**Passage:**

•••

The legislation would cut the marijuana sales tax rate from 15 percent to 11 percent, and suspend all cultivation taxes, until June 2021.

Assemblymen Tom Lackey, R-Palmdale, and Rob Bonta, D-Oakland, said they authored the bill as a way to reduce the price gap between licensed cannabis businesses and black market sources while giving the regulated market a chance to take hold.

“We need to give legal businesses some temporary tax relief so they do not continue to be undercut by the black market,” Lackey said in a statement.

Cannabis industry workers and consumers have been clamoring for the cuts, insisting that sticker shock since taxes kicked in Jan. 1 is driving some shoppers back to the cheaper black market.

“Reducing this gap is critical to making the legal market more competitive against the illicit market and more attractive for consumers,” said Beau Whitney, senior economist at New Frontier Data, which tracks cannabis industry finances.

Under rates approved by voters in November 2016 with marijuana legalization measure Proposition 64, all cannabis legally sold in California now comes with a 15 percent excise tax. Recreational cannabis shoppers also pay state sales tax, which typically runs between 8 and 10 percent. And, on top of that, most cities that allow marijuana stores have also tacked on local taxes, which can range from 5 to 15 percent.

That means medical marijuana consumers are generally paying at least 20 percent tax on every purchase, and recreational consumers are paying as much as 40 percent.

•••

**Data extracts:**
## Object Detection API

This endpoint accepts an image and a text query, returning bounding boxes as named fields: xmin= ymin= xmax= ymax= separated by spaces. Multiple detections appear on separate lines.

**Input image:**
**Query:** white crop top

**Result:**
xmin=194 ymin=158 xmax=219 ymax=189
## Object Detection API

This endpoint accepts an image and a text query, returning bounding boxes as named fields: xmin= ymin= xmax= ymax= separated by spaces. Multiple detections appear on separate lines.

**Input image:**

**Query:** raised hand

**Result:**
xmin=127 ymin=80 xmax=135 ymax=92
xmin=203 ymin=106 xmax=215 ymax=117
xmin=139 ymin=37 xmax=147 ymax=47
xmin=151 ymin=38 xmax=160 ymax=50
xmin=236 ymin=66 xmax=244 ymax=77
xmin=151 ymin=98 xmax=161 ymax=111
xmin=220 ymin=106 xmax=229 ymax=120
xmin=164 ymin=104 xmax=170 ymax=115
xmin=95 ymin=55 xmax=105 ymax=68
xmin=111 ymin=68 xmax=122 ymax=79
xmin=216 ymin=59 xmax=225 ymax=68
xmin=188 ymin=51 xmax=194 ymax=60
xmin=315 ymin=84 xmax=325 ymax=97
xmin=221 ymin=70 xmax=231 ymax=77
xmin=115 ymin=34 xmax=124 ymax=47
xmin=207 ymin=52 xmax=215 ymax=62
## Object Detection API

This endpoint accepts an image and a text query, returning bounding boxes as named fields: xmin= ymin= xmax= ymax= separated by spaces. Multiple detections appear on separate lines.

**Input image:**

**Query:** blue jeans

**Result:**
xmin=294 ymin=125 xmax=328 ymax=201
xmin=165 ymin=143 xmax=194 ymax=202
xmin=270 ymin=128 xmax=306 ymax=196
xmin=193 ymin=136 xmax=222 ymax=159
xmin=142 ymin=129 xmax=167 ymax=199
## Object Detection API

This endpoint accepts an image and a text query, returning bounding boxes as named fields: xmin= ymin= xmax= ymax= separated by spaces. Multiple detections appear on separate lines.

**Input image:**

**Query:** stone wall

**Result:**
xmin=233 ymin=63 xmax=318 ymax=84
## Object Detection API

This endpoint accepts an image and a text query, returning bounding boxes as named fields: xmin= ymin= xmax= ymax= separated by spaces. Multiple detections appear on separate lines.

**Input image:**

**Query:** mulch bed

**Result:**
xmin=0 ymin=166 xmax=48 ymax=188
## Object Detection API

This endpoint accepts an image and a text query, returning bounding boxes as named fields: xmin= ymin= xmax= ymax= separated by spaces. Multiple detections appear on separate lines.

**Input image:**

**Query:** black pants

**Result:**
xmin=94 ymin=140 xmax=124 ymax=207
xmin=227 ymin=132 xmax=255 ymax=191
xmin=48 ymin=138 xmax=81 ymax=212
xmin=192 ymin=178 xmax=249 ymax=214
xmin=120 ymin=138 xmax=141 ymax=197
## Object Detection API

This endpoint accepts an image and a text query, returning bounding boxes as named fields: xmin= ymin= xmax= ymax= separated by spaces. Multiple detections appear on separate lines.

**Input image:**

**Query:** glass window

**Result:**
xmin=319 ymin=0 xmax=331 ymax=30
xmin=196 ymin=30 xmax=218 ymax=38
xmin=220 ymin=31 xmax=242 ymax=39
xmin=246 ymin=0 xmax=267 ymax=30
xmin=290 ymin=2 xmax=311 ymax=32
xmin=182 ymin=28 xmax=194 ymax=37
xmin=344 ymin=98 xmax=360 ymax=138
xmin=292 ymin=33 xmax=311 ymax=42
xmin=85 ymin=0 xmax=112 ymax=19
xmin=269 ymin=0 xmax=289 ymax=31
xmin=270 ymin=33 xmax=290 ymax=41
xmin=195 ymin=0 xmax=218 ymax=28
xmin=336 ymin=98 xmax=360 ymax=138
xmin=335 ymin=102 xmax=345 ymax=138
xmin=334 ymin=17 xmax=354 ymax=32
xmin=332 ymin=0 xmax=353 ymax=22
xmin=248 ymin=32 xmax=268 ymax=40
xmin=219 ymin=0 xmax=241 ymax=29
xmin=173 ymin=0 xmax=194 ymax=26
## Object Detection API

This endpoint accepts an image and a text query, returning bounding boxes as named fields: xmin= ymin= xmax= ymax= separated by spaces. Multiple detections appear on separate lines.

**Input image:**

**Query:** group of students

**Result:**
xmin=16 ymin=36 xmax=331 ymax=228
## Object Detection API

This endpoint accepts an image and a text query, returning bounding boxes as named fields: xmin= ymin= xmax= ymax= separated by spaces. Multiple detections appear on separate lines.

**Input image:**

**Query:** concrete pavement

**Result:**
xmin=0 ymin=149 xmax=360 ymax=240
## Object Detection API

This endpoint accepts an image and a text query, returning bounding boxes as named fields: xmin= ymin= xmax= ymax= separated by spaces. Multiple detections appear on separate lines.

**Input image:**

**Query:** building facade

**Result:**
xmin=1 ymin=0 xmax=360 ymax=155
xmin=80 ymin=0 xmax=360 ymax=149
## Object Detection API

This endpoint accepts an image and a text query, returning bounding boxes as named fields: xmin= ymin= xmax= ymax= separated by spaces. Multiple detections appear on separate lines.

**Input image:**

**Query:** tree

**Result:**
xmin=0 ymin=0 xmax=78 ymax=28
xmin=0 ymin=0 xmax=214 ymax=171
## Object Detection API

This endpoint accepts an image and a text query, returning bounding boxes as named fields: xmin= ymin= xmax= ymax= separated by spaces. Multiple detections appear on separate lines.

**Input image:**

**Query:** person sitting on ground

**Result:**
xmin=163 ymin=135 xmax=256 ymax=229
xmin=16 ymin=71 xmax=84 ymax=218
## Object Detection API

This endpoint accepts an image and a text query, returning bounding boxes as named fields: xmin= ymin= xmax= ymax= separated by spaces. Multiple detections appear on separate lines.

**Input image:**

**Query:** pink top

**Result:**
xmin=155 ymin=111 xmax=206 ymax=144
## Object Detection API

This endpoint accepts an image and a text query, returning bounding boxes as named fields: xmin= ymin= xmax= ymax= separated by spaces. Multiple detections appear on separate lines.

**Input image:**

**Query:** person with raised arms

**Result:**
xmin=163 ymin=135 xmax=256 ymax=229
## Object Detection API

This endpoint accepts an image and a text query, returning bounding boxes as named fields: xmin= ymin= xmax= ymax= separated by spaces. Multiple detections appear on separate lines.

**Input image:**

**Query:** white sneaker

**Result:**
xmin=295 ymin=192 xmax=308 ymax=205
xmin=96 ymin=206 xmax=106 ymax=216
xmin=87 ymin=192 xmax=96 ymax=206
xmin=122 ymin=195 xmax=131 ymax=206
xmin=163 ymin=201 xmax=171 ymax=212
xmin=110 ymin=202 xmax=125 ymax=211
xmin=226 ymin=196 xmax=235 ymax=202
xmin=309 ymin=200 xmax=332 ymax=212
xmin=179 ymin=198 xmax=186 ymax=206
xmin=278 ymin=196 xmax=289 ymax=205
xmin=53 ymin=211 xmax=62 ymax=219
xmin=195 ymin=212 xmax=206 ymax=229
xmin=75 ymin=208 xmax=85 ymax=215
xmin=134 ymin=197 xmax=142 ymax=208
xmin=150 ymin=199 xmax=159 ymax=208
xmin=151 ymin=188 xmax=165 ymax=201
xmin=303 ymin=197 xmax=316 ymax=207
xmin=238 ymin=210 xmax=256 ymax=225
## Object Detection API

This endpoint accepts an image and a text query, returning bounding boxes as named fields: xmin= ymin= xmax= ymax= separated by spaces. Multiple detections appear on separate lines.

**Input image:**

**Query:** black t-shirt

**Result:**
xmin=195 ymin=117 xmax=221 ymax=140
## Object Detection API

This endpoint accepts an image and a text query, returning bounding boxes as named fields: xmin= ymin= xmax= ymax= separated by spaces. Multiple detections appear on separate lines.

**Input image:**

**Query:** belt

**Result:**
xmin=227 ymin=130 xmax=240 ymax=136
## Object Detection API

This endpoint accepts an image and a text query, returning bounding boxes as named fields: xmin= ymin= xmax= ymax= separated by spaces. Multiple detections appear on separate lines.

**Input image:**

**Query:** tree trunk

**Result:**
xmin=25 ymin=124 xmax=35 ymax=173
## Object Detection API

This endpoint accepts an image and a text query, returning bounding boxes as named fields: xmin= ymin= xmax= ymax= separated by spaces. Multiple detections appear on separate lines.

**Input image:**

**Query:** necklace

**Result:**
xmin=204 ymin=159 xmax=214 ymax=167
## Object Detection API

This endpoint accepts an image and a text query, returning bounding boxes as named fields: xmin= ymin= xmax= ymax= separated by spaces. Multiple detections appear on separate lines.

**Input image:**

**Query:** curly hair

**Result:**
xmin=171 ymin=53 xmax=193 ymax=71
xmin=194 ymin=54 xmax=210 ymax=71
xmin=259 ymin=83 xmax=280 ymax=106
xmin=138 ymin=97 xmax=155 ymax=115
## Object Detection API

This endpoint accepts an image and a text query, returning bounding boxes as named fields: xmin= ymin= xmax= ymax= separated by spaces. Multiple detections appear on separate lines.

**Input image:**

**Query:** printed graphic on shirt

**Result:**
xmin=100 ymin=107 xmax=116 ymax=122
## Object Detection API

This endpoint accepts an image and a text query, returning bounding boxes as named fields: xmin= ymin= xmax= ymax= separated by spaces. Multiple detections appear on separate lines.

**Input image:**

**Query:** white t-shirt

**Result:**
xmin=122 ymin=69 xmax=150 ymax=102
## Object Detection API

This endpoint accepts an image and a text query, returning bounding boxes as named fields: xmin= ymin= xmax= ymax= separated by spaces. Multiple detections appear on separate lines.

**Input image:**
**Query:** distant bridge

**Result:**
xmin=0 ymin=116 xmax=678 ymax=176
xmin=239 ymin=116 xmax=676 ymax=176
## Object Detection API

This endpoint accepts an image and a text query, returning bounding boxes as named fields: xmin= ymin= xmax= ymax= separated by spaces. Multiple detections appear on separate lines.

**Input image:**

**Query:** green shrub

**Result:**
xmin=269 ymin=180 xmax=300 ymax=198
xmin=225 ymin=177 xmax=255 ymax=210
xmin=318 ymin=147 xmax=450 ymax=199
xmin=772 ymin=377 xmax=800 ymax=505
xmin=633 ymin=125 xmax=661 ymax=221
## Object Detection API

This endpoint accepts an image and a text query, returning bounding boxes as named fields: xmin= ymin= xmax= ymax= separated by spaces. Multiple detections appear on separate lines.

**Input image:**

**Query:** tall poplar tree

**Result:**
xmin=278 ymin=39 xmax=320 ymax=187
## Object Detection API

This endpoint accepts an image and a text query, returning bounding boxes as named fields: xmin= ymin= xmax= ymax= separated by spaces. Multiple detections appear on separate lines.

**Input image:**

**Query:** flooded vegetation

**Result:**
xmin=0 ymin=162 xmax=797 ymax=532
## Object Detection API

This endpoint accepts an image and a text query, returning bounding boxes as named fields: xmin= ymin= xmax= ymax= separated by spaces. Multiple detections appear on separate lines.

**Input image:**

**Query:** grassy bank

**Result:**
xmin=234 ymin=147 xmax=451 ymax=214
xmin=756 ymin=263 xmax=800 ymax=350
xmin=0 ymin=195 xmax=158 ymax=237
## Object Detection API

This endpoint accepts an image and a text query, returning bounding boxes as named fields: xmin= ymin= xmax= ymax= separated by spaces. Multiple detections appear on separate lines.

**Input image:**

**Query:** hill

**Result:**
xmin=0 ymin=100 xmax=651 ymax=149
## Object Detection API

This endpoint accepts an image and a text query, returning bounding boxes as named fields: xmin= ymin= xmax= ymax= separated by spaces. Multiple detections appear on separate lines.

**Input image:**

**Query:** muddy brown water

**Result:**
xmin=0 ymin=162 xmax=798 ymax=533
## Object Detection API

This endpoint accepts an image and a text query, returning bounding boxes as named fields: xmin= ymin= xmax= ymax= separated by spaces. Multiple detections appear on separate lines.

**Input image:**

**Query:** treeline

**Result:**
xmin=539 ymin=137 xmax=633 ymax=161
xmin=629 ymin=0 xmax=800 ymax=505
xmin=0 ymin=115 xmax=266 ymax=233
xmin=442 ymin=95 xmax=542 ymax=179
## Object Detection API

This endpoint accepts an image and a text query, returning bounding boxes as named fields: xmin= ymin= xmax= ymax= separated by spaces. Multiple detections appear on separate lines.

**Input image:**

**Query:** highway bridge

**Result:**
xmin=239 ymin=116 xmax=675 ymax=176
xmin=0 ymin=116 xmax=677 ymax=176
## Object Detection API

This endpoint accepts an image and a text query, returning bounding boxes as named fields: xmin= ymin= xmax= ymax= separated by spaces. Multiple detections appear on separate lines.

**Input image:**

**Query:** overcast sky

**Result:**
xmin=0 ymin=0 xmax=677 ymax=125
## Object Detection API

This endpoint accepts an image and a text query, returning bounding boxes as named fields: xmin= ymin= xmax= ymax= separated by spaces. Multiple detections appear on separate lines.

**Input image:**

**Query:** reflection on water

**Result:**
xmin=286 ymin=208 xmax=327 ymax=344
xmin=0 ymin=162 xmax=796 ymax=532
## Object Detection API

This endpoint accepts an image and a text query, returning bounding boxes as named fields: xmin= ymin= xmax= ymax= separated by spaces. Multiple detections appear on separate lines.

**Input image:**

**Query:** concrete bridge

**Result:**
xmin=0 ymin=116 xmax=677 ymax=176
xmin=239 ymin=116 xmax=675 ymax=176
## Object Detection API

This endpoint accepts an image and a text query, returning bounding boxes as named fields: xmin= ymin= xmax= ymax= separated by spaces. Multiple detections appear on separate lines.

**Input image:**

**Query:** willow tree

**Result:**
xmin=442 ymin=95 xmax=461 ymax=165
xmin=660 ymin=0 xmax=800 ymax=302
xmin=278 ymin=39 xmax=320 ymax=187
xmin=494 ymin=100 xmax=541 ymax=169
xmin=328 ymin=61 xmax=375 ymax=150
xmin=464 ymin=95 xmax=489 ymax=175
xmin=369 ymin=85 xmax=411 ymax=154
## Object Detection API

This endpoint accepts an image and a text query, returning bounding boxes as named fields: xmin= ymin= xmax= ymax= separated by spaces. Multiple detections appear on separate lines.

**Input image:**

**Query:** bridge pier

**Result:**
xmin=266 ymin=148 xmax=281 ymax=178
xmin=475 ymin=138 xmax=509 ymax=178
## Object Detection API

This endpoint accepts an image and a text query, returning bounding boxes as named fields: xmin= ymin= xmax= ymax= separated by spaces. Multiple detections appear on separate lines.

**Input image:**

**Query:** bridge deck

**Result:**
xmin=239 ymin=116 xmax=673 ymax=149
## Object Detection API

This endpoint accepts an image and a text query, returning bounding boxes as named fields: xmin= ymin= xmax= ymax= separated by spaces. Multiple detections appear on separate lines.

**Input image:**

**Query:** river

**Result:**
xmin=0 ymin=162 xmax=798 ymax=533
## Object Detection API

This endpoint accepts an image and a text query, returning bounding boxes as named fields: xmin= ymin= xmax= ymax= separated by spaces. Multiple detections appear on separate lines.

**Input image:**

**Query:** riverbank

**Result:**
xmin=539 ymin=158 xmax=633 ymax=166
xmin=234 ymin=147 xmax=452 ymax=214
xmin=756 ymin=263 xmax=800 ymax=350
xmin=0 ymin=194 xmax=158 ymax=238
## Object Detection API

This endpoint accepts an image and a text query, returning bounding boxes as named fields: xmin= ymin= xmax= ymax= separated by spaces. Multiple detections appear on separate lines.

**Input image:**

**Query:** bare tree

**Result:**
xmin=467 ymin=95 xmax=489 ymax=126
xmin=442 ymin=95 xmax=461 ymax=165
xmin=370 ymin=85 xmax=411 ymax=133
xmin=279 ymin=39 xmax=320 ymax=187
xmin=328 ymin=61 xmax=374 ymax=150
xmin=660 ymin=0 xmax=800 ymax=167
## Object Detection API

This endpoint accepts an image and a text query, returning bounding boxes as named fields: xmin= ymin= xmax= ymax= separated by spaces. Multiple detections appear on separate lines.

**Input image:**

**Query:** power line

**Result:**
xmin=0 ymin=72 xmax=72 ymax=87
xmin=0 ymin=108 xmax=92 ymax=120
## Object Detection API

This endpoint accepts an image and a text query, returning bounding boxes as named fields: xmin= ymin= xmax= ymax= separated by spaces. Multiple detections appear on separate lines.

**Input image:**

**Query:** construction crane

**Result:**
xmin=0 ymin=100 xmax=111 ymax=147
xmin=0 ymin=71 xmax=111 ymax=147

•••

**Your instructions:**
Duplicate the part of the passage on cannabis taxes that begins with the words "Cannabis industry workers" and ends with "to 15 percent.". The entries have nothing to do with the passage on cannabis taxes.

**Exercise output:**
Cannabis industry workers and consumers have been clamoring for the cuts, insisting that sticker shock since taxes kicked in Jan. 1 is driving some shoppers back to the cheaper black market.

“Reducing this gap is critical to making the legal market more competitive against the illicit market and more attractive for consumers,” said Beau Whitney, senior economist at New Frontier Data, which tracks cannabis industry finances.

Under rates approved by voters in November 2016 with marijuana legalization measure Proposition 64, all cannabis legally sold in California now comes with a 15 percent excise tax. Recreational cannabis shoppers also pay state sales tax, which typically runs between 8 and 10 percent. And, on top of that, most cities that allow marijuana stores have also tacked on local taxes, which can range from 5 to 15 percent.